◆ Exercise text:
^^^^^^^^
I’d already become aware that independent animator Sally Cruikshank was responsible for a beloved childhood short from Sesame Street, and that she had produced other, stranger animation, but going back to her catalogue for a second time made me realized how much I loved her material.
It’s entirely unsurprising. After all, her art is very brightly-coloured and extremely surreal, with a penchant for reptile-people…how could I not like it? When I have some extra money, I’m definitely going to buy the DVD of her shorts that she offers from her website, though the Sesame Street ones won’t be on there.
For me, it started out with the Sesame Street animation, “Above It All”, about an alligator-girl and her flight-enabling beanie. Normally I’d boo and hiss at a reptile with hair and lipstick, but the short was so good I really didn’t care. It perfectly captured (and may have triggered) some of my childhood dreams of flying.
Going through her catalogue reveals other Sesame Street shorts I remember/or are memorable. “From Your Head”is a great adventure in dreaming and thinking, and “ “Beginning Middle and End” is another something I do remember from childhood; it’s about storytelling, and has a pterodactyl in it. Good times, and there are many more of such shorts, instantly recognizable.
When it comes to her independent work, the ultimate standout is the short “Face Like a Frog” an innocuously titled short which is the most bizarre cartoon I’ve ever seen. There is a bit of a plot, but it’s really just an excuse for weird shit to happen. Driving on a night road, a frog-man is lead by a frog-woman named Gluey to a hexed house that she thinks he can un-hex. The house turns out to be filled with her weird frog family. He does manage to escape with Gluey on a subway that goes to hell but “makes one stop in Miami Beach”. With the visuals it’s even weirder, and even the bland, brief dialogue becomes a window to strangeness once put in context. There’s also a cameo by Danny Elfman and Oingo Boingo, as a lizard who tells the protagonist in song to avoid the house’s basement.
^^^^^^^^
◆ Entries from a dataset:
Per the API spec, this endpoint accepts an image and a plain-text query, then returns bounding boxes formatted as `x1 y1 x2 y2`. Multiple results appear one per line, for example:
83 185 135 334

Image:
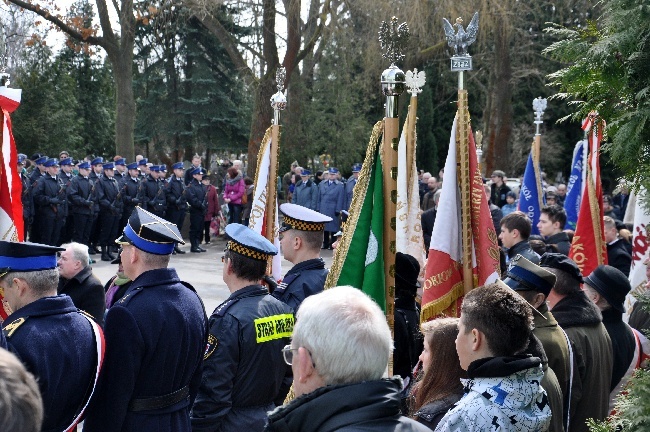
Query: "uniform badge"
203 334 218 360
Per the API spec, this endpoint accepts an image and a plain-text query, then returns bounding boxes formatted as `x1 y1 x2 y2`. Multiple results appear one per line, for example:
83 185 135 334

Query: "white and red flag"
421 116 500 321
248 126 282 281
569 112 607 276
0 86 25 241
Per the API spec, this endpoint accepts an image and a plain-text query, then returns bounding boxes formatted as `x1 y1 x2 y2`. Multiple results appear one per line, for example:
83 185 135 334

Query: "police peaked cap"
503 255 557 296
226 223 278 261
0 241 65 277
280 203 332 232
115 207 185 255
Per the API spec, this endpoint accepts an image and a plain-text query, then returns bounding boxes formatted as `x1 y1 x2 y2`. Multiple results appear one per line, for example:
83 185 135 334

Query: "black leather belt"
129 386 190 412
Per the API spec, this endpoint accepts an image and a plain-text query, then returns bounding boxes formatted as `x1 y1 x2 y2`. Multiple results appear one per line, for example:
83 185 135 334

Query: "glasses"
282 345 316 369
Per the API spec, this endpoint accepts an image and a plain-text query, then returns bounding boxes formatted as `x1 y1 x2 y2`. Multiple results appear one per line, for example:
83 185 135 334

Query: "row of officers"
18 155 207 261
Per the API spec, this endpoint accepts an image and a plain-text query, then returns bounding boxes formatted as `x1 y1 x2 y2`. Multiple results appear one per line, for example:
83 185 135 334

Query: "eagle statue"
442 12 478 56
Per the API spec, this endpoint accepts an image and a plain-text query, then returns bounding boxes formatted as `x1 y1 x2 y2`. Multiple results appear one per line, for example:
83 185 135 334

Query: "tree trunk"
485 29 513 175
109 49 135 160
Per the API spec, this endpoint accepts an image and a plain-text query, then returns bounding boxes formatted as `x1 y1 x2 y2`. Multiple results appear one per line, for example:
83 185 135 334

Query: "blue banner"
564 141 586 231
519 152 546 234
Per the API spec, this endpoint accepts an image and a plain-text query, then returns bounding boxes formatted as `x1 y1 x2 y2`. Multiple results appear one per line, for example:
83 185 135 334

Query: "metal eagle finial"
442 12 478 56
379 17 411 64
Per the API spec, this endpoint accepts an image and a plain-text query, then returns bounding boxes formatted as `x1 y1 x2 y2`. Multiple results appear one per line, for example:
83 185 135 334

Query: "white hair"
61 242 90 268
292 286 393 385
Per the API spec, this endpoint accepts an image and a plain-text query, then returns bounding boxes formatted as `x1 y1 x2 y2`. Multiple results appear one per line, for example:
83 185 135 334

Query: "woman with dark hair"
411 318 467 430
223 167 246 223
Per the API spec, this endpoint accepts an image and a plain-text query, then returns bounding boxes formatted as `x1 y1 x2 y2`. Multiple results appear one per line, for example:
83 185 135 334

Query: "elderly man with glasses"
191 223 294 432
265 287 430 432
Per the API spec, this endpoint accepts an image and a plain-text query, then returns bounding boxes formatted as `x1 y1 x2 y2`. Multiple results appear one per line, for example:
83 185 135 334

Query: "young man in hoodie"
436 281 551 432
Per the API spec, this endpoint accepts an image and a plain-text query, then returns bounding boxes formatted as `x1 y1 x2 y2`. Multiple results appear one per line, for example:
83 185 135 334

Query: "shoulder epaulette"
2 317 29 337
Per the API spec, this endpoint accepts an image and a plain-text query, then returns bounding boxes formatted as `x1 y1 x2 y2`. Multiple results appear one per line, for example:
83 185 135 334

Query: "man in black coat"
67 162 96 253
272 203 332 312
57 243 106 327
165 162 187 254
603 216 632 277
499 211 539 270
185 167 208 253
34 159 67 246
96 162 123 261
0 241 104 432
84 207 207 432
^^^^^^^^
◆ What you will do:
**a)** In the post about Sally Cruikshank's animation, what is the name of the frog-woman who leads the frog-man to the hexed house?
**b)** Continue the post about Sally Cruikshank's animation from its last sentence.
These entries were taken from a separate source.

◆ Responses to the tasks:
**a)** Gluey

**b)**
Two of her other longer shorts, “Quasi at the Quackadero” and “Make Me Psychic” don’t quite match that level of strangeness, but they are pretty strange. The first thing you’ll notice is that the protagonists of these shorts are called “ducks” but like some kind of strange Muppet, with long muzzles in place of noses and mouths, and yellow colouring for the male characters, being their only presumably avian features. Cruikshank even admits that, “they came out looking like ducks only her, which is a wonderfully strange statement. One short is about a trip to a fair, the other about a device that allows its owner to have psychic powers, though both are given innumerable bizarre twists.
However, her more recent shorts are sadly disappointing. They lack the vibrant colour and detail of her older works, and instead look like crude MS Paint facsimiles of the same. The use of text-to-voice software over actual voice actors is also very off-putting, and the attempts at satirizing consumer culture (in shorts like “Whinsey on Your Phone”and the “Charbucks” series) also fall flat.
Still, her major material is worth checking out, and needs to be seen to be believed. Find most of her work at her personal YouTube channel, Sally Cruikshank Films, or her website Fun on Mars, through which you can order her DVD.